Directed by Andy Wachowski, Larry Wachowski
Written by Andy Wachowski, Larry Wachowski

Starring
 · Keanu Reeves
 · Laurence Fishburne
 · Carrie-Anne Moss


Review by Thom Stricklin

I have a choice: the blue pill or the red pill? Should I sing praises for The Matrix Reloaded or should I drag it through the dirt? I'm not sure.

What I do know is that I'd long been looking forward to this film. Since I saw The Matrix--a little later than most--I've been anxious to see where they'd go next. Last night, I saw where they went, and I must say, I was left scratching my head. I wanted to leave the theatre saying "Wow!" but could only muster a "Hmph."

 

Smarts

 
 48%

This film did have a lot of things going for it. Most of the action scenes, in and of themselves, were amazing. Somewhere under there, there's a beautiful story trying to be revealed. But something about this film is holding everything else back. Perhaps it should be called Matrix: Restrained.

Going into this film, I'd said the greatness of this film depended all on the story. There's no question there'd be amazing, tremendous action, but in order for this film to be a winner in my book, the Wachowski brothers would have to expand the plot from the first film, and do it well. As it turns out, it's a half-success.

Reloaded explains the reason for things to exist: the oracle, the agents, Neo himself. It deals with questions of destiny, fate, and choice. But... It does so with such little grace. Perhaps it's dialogue, or editing, or an inconsistent plot, but the trinkets of wisdom in this film are simply thrust upon the audience. There's little time to digest. Sometimes it's hard to realize that a revelatory conversation is coming until it's already half-spoken.

Then there are the missed opportunities. Some of the early scenes of Zion promise for some great insight, and some mighty religious allusion. But those hopes are cut short for a rather pointless rave party scene. One of the new characters, Link, is set up as a sympathetic character only to be reduced to the token black guy, commentating in awe of Neo's accomplishments.

> _Set problem A_: Quote the passage of the review of The Matrix Reloaded between "Review by Thom" and "called Matrix: Restrained.", inclusive.
> _Set problem B_: Write what comes next in the review of The Matrix Reloaded, continuing from where it stops.

> _Given records_:
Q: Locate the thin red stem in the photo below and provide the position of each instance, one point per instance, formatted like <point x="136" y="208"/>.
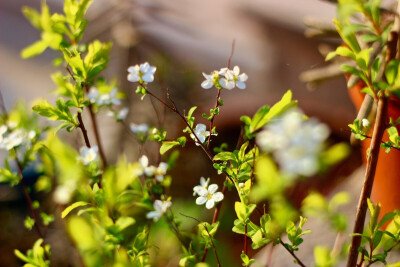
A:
<point x="372" y="161"/>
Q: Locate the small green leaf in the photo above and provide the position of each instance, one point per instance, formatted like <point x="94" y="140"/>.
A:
<point x="344" y="51"/>
<point x="391" y="71"/>
<point x="167" y="145"/>
<point x="224" y="156"/>
<point x="33" y="16"/>
<point x="34" y="49"/>
<point x="73" y="206"/>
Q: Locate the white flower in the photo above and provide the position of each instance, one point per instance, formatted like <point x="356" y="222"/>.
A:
<point x="158" y="172"/>
<point x="210" y="79"/>
<point x="228" y="81"/>
<point x="139" y="128"/>
<point x="232" y="78"/>
<point x="104" y="99"/>
<point x="160" y="208"/>
<point x="141" y="73"/>
<point x="122" y="114"/>
<point x="294" y="142"/>
<point x="239" y="79"/>
<point x="88" y="155"/>
<point x="203" y="185"/>
<point x="201" y="132"/>
<point x="365" y="123"/>
<point x="62" y="194"/>
<point x="151" y="171"/>
<point x="209" y="196"/>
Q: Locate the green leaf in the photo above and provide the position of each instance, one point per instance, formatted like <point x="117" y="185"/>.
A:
<point x="52" y="39"/>
<point x="347" y="34"/>
<point x="344" y="51"/>
<point x="190" y="113"/>
<point x="167" y="145"/>
<point x="124" y="222"/>
<point x="224" y="156"/>
<point x="375" y="68"/>
<point x="82" y="233"/>
<point x="244" y="211"/>
<point x="368" y="38"/>
<point x="391" y="71"/>
<point x="7" y="176"/>
<point x="29" y="222"/>
<point x="33" y="16"/>
<point x="73" y="206"/>
<point x="34" y="49"/>
<point x="46" y="218"/>
<point x="246" y="120"/>
<point x="76" y="63"/>
<point x="330" y="55"/>
<point x="363" y="58"/>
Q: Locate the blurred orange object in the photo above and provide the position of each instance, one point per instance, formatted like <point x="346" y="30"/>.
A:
<point x="386" y="188"/>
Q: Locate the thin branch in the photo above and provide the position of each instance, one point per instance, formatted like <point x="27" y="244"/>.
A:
<point x="174" y="109"/>
<point x="212" y="243"/>
<point x="245" y="239"/>
<point x="83" y="129"/>
<point x="293" y="255"/>
<point x="372" y="161"/>
<point x="97" y="137"/>
<point x="219" y="94"/>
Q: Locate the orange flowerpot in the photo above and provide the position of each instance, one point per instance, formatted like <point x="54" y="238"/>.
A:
<point x="386" y="187"/>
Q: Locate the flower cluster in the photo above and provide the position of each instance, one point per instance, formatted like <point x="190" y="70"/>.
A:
<point x="141" y="73"/>
<point x="152" y="171"/>
<point x="160" y="208"/>
<point x="107" y="99"/>
<point x="88" y="155"/>
<point x="294" y="142"/>
<point x="11" y="137"/>
<point x="201" y="132"/>
<point x="139" y="128"/>
<point x="225" y="78"/>
<point x="207" y="194"/>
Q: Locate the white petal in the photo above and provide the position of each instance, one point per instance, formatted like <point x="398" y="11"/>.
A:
<point x="158" y="205"/>
<point x="133" y="69"/>
<point x="200" y="127"/>
<point x="144" y="161"/>
<point x="133" y="77"/>
<point x="241" y="85"/>
<point x="236" y="70"/>
<point x="144" y="67"/>
<point x="202" y="192"/>
<point x="217" y="197"/>
<point x="148" y="77"/>
<point x="213" y="188"/>
<point x="243" y="77"/>
<point x="210" y="204"/>
<point x="204" y="182"/>
<point x="207" y="84"/>
<point x="222" y="71"/>
<point x="229" y="75"/>
<point x="201" y="200"/>
<point x="153" y="215"/>
<point x="162" y="168"/>
<point x="152" y="70"/>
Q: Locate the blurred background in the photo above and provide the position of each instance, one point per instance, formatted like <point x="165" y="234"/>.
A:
<point x="183" y="39"/>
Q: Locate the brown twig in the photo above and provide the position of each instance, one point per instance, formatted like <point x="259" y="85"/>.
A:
<point x="293" y="255"/>
<point x="83" y="129"/>
<point x="97" y="137"/>
<point x="212" y="243"/>
<point x="372" y="161"/>
<point x="175" y="110"/>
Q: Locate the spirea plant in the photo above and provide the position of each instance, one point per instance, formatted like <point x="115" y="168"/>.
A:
<point x="120" y="214"/>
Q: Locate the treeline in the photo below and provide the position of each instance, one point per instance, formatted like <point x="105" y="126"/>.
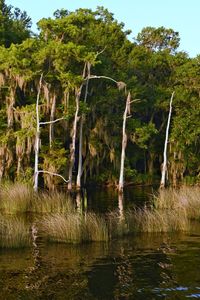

> _Written reply A_:
Review by Thom Stricklin

I have a choice: the blue pill or the red pill? Should I sing praises for The Matrix Reloaded or should I drag it through the dirt? I'm not sure.

What I do know is that I'd long been looking forward to this film. Since I saw The Matrix--a little later than most--I've been anxious to see where they'd go next. Last night, I saw where they went, and I must say, I was left scratching my head. I wanted to leave the theatre saying "Wow!" but could only muster a "Hmph."

 

Smarts

 
 48%

This film did have a lot of things going for it. Most of the action scenes, in and of themselves, were amazing. Somewhere under there, there's a beautiful story trying to be revealed. But something about this film is holding everything else back. Perhaps it should be called Matrix: Restrained.

> _Written reply B_:
Editing is a bit of a problem too... Some scenes play considerably longer than I'd hope them to, making some otherwise sweet scenes into opportunities to run to the concession stand.

Having said all that, I still think there's something there. I will give this film another chance, and maybe I'll walk away with more insight the second time. But as of first viewing, sorry... It went right past me.

 

Popcorn

 
 86%

Ah, but this is The Matrix! I'm probably in a minority that I liked the first film as much for it's story as for its special effects. What could compete with bullet time, pulse waves, and kung-fu action?

The freeway scene is, hands down, the best scene in the film. So many things are happening in this scene, and the freeway itself is filmed as such a dynamic environment... The overpasses, the offramps, the traffic are all characters in this scene in a way, and they play together beautifully. More of the best eye-candy come from the Milli Vanilli twins--hey, I don't know who they are--and the final scenes where Neo... well, see for yourself. ;)

Unfortunately, a lot of the same action that made Matrix revolutionary makes Reloaded rather stale. I can only see Neo throw beatings so many times to so many agents--although Hugo Weaving's return as Smith is enjoyable.

 

Final

One of the dominant images in this movie is a hall of doors, "backdoors", portals through the Matrix. It's a fitting metaphor, because the film leaves me with many questions but few answers. Many doors yet to be opened. I suppose that's why I can't sing its praises. I'll reserve my judgement for Revolutions to see how this all plays out.

But don't be fooled... The action alone is worth seeing this film on the big screen. Of course, no doubt the DVD will be amazing as well, since the first film set the standard for bonus features. So you, too, have a choice. See it now, see it later, both, or not at all. It's really up to you.